Natural language region descriptions:
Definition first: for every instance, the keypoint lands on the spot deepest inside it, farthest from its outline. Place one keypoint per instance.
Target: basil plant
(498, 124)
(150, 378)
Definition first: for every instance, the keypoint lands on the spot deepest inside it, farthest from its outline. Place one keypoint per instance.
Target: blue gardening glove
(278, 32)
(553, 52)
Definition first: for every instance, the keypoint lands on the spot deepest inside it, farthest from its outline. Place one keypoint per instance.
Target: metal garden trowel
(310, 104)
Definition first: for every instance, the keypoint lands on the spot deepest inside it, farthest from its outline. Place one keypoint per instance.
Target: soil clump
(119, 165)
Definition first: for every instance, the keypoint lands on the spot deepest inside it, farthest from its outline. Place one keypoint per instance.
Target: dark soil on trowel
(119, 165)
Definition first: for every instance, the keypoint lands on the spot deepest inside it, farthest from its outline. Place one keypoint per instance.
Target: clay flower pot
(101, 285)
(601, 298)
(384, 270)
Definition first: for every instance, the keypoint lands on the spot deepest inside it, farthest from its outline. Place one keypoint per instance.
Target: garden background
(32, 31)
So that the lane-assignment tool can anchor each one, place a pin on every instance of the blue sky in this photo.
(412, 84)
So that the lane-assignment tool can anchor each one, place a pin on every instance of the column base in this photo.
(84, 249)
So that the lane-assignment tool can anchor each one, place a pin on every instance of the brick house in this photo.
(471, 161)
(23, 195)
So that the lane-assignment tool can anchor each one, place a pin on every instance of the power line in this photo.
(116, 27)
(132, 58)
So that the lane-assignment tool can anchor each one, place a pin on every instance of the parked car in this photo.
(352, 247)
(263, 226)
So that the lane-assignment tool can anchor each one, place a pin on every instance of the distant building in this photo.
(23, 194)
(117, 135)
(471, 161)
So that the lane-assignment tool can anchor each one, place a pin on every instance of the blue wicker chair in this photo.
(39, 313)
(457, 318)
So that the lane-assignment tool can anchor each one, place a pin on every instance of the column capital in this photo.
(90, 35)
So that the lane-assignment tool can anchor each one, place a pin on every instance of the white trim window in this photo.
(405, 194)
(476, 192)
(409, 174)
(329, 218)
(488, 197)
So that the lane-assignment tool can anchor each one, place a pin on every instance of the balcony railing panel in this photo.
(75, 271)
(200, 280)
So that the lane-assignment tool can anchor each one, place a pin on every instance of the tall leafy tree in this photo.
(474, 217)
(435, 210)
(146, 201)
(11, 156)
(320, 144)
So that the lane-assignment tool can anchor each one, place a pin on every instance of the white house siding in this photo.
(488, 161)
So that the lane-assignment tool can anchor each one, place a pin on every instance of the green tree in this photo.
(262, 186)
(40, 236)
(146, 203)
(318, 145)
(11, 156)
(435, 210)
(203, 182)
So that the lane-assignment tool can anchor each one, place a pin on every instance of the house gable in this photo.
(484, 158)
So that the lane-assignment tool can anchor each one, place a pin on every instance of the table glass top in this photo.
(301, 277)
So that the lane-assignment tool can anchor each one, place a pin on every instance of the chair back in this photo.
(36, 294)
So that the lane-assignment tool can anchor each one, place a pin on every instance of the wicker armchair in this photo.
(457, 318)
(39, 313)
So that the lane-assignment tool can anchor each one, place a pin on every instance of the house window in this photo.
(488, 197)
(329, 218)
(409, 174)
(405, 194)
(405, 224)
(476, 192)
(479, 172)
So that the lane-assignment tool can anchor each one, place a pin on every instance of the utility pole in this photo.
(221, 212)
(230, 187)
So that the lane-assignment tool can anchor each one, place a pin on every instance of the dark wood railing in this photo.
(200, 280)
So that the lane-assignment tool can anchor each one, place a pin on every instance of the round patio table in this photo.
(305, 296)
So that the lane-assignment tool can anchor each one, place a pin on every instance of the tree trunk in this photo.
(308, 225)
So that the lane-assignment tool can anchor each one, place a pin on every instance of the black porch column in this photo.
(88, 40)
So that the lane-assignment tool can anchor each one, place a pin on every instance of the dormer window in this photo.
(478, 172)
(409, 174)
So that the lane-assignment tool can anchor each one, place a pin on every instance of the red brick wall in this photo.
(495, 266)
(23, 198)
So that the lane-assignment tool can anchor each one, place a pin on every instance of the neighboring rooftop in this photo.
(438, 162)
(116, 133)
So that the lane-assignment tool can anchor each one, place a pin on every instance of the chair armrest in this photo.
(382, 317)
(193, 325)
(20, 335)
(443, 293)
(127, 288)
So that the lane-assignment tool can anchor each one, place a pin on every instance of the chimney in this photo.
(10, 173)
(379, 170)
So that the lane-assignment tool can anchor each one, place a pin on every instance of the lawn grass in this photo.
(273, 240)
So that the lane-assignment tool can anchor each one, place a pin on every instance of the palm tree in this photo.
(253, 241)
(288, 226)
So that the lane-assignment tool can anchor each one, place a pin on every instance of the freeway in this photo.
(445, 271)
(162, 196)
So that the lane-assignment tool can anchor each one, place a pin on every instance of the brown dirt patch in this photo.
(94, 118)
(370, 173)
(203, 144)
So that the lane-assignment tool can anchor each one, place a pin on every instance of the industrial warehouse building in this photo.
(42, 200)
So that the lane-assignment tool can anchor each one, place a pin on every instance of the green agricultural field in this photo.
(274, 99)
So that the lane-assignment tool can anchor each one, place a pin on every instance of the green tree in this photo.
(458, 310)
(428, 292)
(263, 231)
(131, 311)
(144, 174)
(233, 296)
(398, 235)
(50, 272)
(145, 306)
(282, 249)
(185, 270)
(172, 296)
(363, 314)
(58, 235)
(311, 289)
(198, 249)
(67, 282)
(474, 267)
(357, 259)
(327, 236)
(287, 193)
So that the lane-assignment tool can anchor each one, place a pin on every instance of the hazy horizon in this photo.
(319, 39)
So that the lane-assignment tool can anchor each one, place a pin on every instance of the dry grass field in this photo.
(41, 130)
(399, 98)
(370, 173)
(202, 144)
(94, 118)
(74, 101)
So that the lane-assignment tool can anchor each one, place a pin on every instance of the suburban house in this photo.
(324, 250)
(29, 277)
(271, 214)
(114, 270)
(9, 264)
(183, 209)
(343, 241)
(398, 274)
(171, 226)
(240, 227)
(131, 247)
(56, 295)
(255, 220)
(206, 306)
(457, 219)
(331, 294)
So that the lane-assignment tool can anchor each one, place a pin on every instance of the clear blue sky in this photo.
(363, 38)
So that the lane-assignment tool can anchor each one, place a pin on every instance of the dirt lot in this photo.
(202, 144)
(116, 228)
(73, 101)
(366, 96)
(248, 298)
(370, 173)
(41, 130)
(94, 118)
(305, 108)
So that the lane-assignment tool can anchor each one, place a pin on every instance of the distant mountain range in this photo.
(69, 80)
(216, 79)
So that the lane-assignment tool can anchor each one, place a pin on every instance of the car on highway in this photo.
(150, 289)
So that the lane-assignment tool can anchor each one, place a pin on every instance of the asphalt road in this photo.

TASK TO CARRY OUT » Provide a verbatim reproduction of all the records.

YOUR RESPONSE »
Definition first: for every instance, the keypoint lands on the spot deepest inside it, farthest from its outline. Place one keypoint per instance.
Target: basil plant
(498, 124)
(150, 378)
Definition first: for every instance, the keypoint lands on the spot deepest inside it, farthest from its outline. Place one keypoint per instance.
Target: blue gardening glove
(278, 32)
(553, 52)
Definition first: for every instance, the keypoint lands on the spot deepest inside it, farthest from its outline. Place one keypoint per instance.
Target: metal garden trowel
(310, 104)
Definition first: for every instance, the keypoint lands on the spot deepest inside it, farthest from its outline. Place one keypoint per instance.
Target: soil clump
(119, 165)
Definition first: for every instance, the keypoint lands on the spot deepest inside it, farthest from its outline. Place one keypoint per instance.
Target: dark soil on trowel
(119, 165)
Definition first: for every instance, the keypoint lands on the spot deepest inside it, farthest from its outline. Place one keypoint per instance.
Target: clay flower pot
(101, 285)
(601, 298)
(384, 270)
Definition first: for every instance, the keypoint lands on the spot deepest inside it, farthest from its outline. Place one keypoint per instance.
Target: garden background
(32, 31)
So that the lane-assignment tool can anchor each one, place a pin on every instance of the blue sky in this photo.
(412, 84)
So that the lane-assignment tool can anchor each one, place a pin on every instance of the column base in this photo.
(84, 249)
So that the lane-assignment tool can anchor each one, place a pin on every instance of the brick house in this photo.
(471, 161)
(23, 195)
So that the lane-assignment tool can anchor each one, place a pin on every instance of the power line in this photo.
(116, 27)
(132, 58)
So that the lane-assignment tool can anchor each one, place a pin on every instance of the parked car in this photo.
(352, 247)
(263, 226)
So that the lane-assignment tool can anchor each one, place a pin on every instance of the distant building in this photo.
(23, 194)
(117, 135)
(471, 161)
So that the lane-assignment tool can anchor each one, place a pin on every instance of the blue wicker chair in this photo.
(39, 313)
(457, 318)
So that the lane-assignment tool can anchor each one, place a pin on every instance of the column capital in this photo.
(90, 35)
So that the lane-assignment tool can anchor each one, place a pin on every instance of the white trim window in this photo.
(405, 194)
(476, 192)
(409, 174)
(329, 218)
(488, 197)
So that the lane-assignment tool can anchor each one, place a pin on every instance of the balcony railing panel in this photo.
(75, 271)
(200, 280)
So that the lane-assignment tool can anchor each one, place a pin on every instance of the tall leafy tree in this photo.
(474, 217)
(435, 210)
(146, 201)
(11, 156)
(320, 144)
So that the lane-assignment tool can anchor each one, place a pin on every instance of the white house siding in this photo.
(488, 161)
So that the lane-assignment tool can anchor each one, place a pin on every instance of the green tree in this photo.
(262, 186)
(40, 236)
(146, 203)
(318, 145)
(11, 156)
(435, 210)
(203, 182)
So that the lane-assignment tool can anchor each one, place a pin on every instance of the house gable in this photo.
(484, 158)
So that the lane-assignment tool can anchor each one, place a pin on every instance of the table glass top in this photo.
(301, 277)
So that the lane-assignment tool can anchor each one, place a pin on every instance of the chair back in this photo.
(36, 294)
So that the lane-assignment tool can anchor each one, place a pin on every instance of the wicker armchair in this photo.
(457, 318)
(39, 313)
So that the lane-assignment tool can anchor each one, place a pin on every instance of the house window in this photo.
(488, 197)
(329, 218)
(409, 174)
(405, 194)
(405, 224)
(476, 192)
(479, 172)
So that the lane-assignment tool can anchor each one, place a pin on every instance of the utility pole in this photo.
(221, 212)
(230, 187)
So that the lane-assignment tool can anchor each one, place a pin on every instance of the dark wood railing in this photo.
(200, 280)
So that the lane-assignment tool can anchor each one, place a pin on every instance of the round patio table in this photo.
(305, 296)
So that the lane-assignment tool can anchor each one, place a pin on every instance of the tree trunk in this photo.
(308, 225)
So that the lane-assignment tool can anchor each one, place a pin on every instance of the black porch column in this photo.
(88, 40)
So that the lane-assignment tool can anchor each one, place a pin on every instance of the dormer window in this photo.
(478, 172)
(409, 174)
So that the lane-assignment tool can anchor each one, place a pin on every instance of the red brick wall in this photo.
(495, 266)
(23, 198)
So that the lane-assignment tool can anchor each one, place a pin on every instance of the neighboring rooftop in this photo.
(438, 162)
(116, 133)
So that the lane-assignment tool can anchor each one, place a pin on every instance of the chair armrest in this photo.
(382, 317)
(193, 325)
(20, 335)
(443, 293)
(127, 288)
So that the lane-assignment tool can anchor each one, place a pin on every instance of the chimney in this photo.
(10, 173)
(379, 170)
So that the lane-assignment tool can anchor each one, place a pin on every instance of the lawn grass in this photo.
(273, 240)
So that the lane-assignment tool can anchor each one, place a pin on every instance of the palm tree in this photo.
(253, 241)
(288, 226)
So that the lane-assignment tool can anchor each one, place a pin on every instance of the freeway in this photo.
(445, 271)
(162, 196)
So that the lane-assignment tool can anchor each one, place a pin on every instance of the brown dirt patch in this photo.
(94, 118)
(370, 173)
(203, 144)
So that the lane-assignment tool can anchor each one, place a pin on every instance of the industrial warehouse building in this photo.
(42, 200)
So that the lane-assignment tool can anchor each one, place a pin on every instance of the green agricultural field in this photo.
(274, 99)
So that the lane-assignment tool can anchor each one, place a pin on every instance of the green tree in this photo.
(458, 310)
(428, 292)
(263, 231)
(131, 311)
(144, 174)
(233, 296)
(398, 235)
(50, 272)
(145, 306)
(282, 249)
(185, 270)
(172, 296)
(363, 314)
(58, 235)
(311, 289)
(198, 249)
(67, 282)
(474, 267)
(357, 259)
(327, 236)
(287, 193)
So that the lane-assignment tool can anchor each one, place a pin on every instance of the hazy horizon in this photo.
(319, 39)
So that the lane-assignment tool can anchor each one, place a pin on every instance of the dry grass field in this photo.
(41, 130)
(399, 98)
(370, 173)
(202, 144)
(94, 118)
(74, 101)
So that the lane-assignment tool can anchor each one, place a pin on every instance of the suburban house in this photo.
(324, 250)
(29, 277)
(271, 214)
(114, 270)
(9, 264)
(183, 209)
(343, 241)
(398, 274)
(171, 226)
(240, 227)
(131, 247)
(56, 295)
(255, 220)
(206, 306)
(457, 219)
(331, 294)
So that the lane-assignment tool can anchor each one, place a pin on every instance of the clear blue sky in this photo.
(363, 38)
So that the lane-assignment tool can anchor each one, place a pin on every instance of the dirt lot in this photo.
(202, 144)
(116, 228)
(73, 101)
(366, 96)
(248, 298)
(370, 173)
(41, 130)
(94, 118)
(305, 108)
So that the lane-assignment tool can anchor each one, place a pin on every instance of the distant mountain range in this photo.
(69, 80)
(216, 79)
So that the lane-assignment tool can anchor each one, place a pin on every instance of the car on highway in this photo.
(150, 289)
So that the lane-assignment tool can anchor each one, place a pin on every instance of the asphalt road in this photo.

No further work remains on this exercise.